_GIVEN INSTRUCTION 1_
In the listing that follows the article, copy out the lines starting with the one that contains "of the spectator" and going on through the one that contains "Target: spectator in stands", with both ends included.

**** SELECTED PASSAGE

World trade talks – WTO tells civil society: Come to sunny Qatar
November 6, 2001 – The World Trade Organisation will be holding its fourth Ministerial Conference in Doha, the capital of gulf state Qatar, from Friday 9 to Tuesday 13th November. The talks will see attempts by both the United States and European Union to launch a “new round” of trade negotiations, to extend the remit and powers of the WTO. The last attempt to do this, in Seattle in 1999, collapsed in the face of determined opposition from developing countries and civil society. It is clear that one reason why Doha has been selected as the venue for the talks was to discourage protestors from attending.
But Friends of the Earth International will be present throughout the talks, and our experts will be available for comment and analysis in both Doha and London.
What is the WTO?
The last “Uruguay Round” of trade negotiations led to the formation of the WTO in 1995. The previous General Agreement on Tariffs and Trade (GATT) was an agreement between contracting parties and served as a negotiating forum. By contrast, the WTO is a recognised international body with ‘members’, which is responsible for monitoring and enforcing the World Trade Agreement (WTA) which sets out the legal basis for trade policy. By 2001, the WTO’s membership stood at 142 countries.
The WTO is responsible for administering the WTA and subsidiary agreements. According to the WTO Secretariat, it has three main objectives:
• “…to help trade flow as freely as possible,
• to achieve further liberalisation gradually through negotiation, and
• to set up an impartial means of settling disputes”.
The WTO has no official mandate to protect the environment, fight poverty or to provide sustainable development.
The fourth ministerial
The WTO’s highest decision-making body is the Ministerial Meeting which takes place approximately every two years.
Both the United States and the European Union are hoping that this Ministerial will succeed where Seattle failed, by launching a new comprehensive round of trade liberalisation negotiations (although important differences remain between the two blocs on a range of subjects).

********

_GIVEN INSTRUCTION 2_
According to the article on the Doha trade talks, how many countries were members of the WTO by 2001?

**** PROVIDED DATA

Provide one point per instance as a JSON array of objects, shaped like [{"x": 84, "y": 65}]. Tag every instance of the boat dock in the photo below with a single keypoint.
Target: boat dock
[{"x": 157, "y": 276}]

********
**** PROVIDED DATA

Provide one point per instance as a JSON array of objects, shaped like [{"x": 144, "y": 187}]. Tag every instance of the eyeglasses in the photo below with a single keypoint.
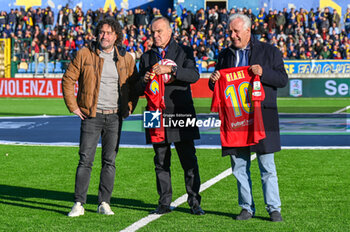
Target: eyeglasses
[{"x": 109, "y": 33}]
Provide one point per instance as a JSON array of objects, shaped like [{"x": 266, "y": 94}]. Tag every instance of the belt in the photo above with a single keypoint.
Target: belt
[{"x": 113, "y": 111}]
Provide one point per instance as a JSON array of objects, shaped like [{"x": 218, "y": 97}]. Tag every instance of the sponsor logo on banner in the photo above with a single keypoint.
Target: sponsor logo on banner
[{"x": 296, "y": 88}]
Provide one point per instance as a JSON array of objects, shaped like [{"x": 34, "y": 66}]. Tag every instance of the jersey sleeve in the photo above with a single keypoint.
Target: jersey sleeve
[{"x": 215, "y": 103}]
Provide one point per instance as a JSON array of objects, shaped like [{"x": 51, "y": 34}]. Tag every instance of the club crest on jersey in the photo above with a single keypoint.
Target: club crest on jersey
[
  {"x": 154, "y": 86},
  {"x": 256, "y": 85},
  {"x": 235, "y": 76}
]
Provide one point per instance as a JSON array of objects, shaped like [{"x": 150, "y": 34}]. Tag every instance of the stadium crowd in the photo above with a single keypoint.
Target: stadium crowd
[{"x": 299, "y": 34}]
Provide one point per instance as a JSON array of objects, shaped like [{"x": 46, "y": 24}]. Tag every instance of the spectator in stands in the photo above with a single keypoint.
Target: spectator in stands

********

_CORRECT OUTPUT 1_
Provide one point per instance as a JSON array of objects, shaped like [{"x": 46, "y": 24}]. Tag every instance of the spectator in stands in the photo above with a single keypoint.
Target: spectator in stands

_CORRECT OUTPUT 2_
142